**Your objective**
Your answer must be an exact copy of the listing.

»»

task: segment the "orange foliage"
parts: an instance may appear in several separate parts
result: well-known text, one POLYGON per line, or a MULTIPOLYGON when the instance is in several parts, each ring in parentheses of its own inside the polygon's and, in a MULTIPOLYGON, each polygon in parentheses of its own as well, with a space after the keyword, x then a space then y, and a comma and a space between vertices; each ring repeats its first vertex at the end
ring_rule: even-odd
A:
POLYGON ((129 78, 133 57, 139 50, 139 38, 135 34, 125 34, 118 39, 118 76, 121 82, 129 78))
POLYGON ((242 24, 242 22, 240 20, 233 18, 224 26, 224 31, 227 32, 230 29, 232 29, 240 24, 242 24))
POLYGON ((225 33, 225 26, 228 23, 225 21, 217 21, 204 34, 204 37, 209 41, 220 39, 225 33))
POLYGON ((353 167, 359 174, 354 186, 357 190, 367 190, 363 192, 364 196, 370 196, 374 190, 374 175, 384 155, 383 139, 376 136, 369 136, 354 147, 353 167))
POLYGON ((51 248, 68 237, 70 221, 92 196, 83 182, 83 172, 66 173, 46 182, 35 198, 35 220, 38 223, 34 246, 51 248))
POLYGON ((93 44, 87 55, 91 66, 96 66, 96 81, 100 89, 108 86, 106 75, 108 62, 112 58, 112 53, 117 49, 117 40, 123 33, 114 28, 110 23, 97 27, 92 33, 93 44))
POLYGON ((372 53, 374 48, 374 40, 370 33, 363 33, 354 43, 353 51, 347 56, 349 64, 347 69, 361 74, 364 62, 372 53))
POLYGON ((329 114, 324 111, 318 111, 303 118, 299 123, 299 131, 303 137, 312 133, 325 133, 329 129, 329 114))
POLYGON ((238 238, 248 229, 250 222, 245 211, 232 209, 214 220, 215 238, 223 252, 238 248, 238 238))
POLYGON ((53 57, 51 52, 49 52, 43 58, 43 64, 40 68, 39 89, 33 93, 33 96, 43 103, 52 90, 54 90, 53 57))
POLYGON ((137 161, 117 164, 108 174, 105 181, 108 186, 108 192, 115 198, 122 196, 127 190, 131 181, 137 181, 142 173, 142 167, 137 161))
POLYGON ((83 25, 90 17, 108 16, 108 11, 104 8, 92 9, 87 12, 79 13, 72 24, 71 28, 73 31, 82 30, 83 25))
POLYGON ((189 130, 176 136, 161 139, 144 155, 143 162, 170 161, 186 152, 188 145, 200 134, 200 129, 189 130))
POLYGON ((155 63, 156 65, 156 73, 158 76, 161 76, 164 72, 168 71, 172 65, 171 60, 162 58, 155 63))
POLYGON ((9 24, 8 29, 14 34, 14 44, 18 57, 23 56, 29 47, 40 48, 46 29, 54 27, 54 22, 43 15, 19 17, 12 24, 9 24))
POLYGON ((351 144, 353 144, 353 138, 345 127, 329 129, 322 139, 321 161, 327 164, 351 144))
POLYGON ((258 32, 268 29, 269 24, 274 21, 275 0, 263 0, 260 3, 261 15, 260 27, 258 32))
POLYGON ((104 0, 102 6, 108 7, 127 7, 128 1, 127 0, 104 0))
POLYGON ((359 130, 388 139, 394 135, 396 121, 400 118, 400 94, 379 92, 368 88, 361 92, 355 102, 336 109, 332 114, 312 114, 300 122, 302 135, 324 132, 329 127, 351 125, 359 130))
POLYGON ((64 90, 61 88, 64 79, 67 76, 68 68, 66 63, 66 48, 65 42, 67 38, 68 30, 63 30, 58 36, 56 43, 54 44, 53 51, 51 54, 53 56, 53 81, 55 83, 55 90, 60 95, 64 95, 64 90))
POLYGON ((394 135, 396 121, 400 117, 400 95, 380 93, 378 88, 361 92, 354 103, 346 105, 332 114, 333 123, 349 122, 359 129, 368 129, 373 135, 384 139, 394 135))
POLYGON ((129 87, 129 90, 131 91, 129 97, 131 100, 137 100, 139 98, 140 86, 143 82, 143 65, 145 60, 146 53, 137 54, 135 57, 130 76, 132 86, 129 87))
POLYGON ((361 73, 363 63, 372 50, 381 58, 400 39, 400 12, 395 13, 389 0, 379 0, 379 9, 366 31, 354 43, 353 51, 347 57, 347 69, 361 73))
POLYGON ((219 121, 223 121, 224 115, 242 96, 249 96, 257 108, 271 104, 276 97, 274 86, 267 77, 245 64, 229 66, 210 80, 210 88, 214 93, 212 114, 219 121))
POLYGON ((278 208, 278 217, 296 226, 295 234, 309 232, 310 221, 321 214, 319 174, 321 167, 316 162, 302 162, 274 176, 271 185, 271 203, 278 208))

««

**Task output**
task: segment the "orange foliage"
parts: an instance may appear in several separate parts
result: well-known text, one POLYGON per line, or a MULTIPOLYGON when the instance is in several parts, each ring in parentheses of its own inside the polygon's and, in a MULTIPOLYGON, each polygon in parentheses of its own as well, with a space after the keyword, x then a space then y, and a comma and a space between vertices; each ring repeats its first vertex at the end
ring_rule: even-odd
A:
POLYGON ((129 78, 133 57, 139 50, 139 38, 135 34, 125 34, 118 39, 118 76, 121 82, 129 78))
POLYGON ((242 24, 242 22, 240 20, 233 18, 224 26, 224 31, 227 32, 230 29, 232 29, 240 24, 242 24))
POLYGON ((225 33, 225 26, 228 23, 225 21, 217 21, 204 34, 204 37, 209 41, 220 39, 225 33))
POLYGON ((353 167, 359 174, 354 186, 357 190, 367 190, 363 192, 364 196, 370 196, 374 190, 374 175, 384 155, 383 139, 376 136, 369 136, 354 147, 353 167))
POLYGON ((51 248, 68 237, 70 221, 92 196, 83 182, 83 172, 66 173, 46 182, 35 198, 35 220, 38 223, 34 246, 51 248))
POLYGON ((93 44, 87 55, 91 66, 96 66, 96 81, 100 89, 108 86, 106 75, 108 62, 112 58, 112 53, 117 49, 117 40, 123 33, 114 28, 110 23, 97 27, 92 33, 93 44))
POLYGON ((372 53, 374 48, 374 40, 370 33, 363 33, 354 43, 353 51, 347 56, 349 64, 347 69, 361 74, 364 62, 372 53))
POLYGON ((329 114, 324 111, 318 111, 303 118, 299 123, 299 131, 303 137, 312 133, 325 133, 329 129, 329 114))
POLYGON ((238 238, 248 229, 250 222, 245 211, 232 209, 214 220, 215 238, 223 252, 238 248, 238 238))
POLYGON ((53 57, 51 52, 49 52, 43 58, 43 64, 40 68, 39 89, 33 93, 33 96, 43 103, 52 90, 54 90, 53 57))
POLYGON ((137 161, 117 164, 108 174, 105 181, 108 186, 108 192, 115 198, 122 196, 127 190, 131 181, 137 181, 142 173, 142 167, 137 161))
POLYGON ((83 25, 90 17, 108 16, 108 11, 104 8, 92 9, 87 12, 79 13, 72 24, 71 28, 73 31, 82 30, 83 25))
POLYGON ((189 130, 176 136, 161 139, 144 155, 143 162, 170 161, 186 152, 188 145, 200 134, 200 129, 189 130))
POLYGON ((155 63, 156 65, 156 73, 158 76, 161 76, 164 72, 168 71, 172 65, 171 60, 162 58, 155 63))
POLYGON ((9 24, 8 29, 14 34, 14 44, 18 57, 23 56, 29 47, 40 48, 46 29, 54 27, 54 22, 43 15, 19 17, 12 24, 9 24))
POLYGON ((351 144, 353 144, 353 138, 345 127, 329 129, 322 139, 321 161, 327 164, 351 144))
POLYGON ((258 32, 268 29, 269 24, 274 21, 275 0, 263 0, 260 3, 261 15, 260 27, 258 32))
POLYGON ((104 0, 102 6, 108 7, 127 7, 128 1, 127 0, 104 0))
POLYGON ((359 130, 388 139, 394 135, 396 121, 400 118, 400 94, 379 92, 368 88, 361 92, 355 102, 336 109, 332 114, 312 114, 300 122, 302 135, 324 132, 329 127, 351 125, 359 130))
POLYGON ((64 90, 61 88, 64 79, 67 76, 68 68, 66 63, 66 48, 65 42, 67 38, 68 30, 63 30, 58 36, 56 43, 54 44, 53 51, 51 54, 53 56, 53 81, 55 83, 55 90, 60 95, 64 95, 64 90))
POLYGON ((394 135, 396 121, 400 117, 400 95, 380 93, 378 88, 361 92, 354 103, 346 105, 332 114, 333 123, 349 122, 359 129, 368 129, 373 135, 384 139, 394 135))
POLYGON ((129 87, 129 90, 131 91, 129 97, 131 100, 137 100, 139 98, 140 86, 143 82, 143 65, 145 60, 146 53, 137 54, 135 57, 130 76, 132 86, 129 87))
POLYGON ((361 73, 363 63, 372 50, 381 58, 400 39, 400 12, 395 13, 389 0, 379 0, 379 9, 366 31, 354 43, 353 51, 347 57, 347 69, 361 73))
POLYGON ((219 121, 223 121, 224 115, 242 96, 249 96, 257 108, 271 104, 276 97, 274 86, 267 77, 245 64, 229 66, 210 80, 210 88, 214 93, 212 114, 219 121))
POLYGON ((278 208, 278 217, 296 226, 295 234, 309 232, 310 221, 321 214, 319 174, 321 167, 316 162, 302 162, 274 176, 271 185, 271 203, 278 208))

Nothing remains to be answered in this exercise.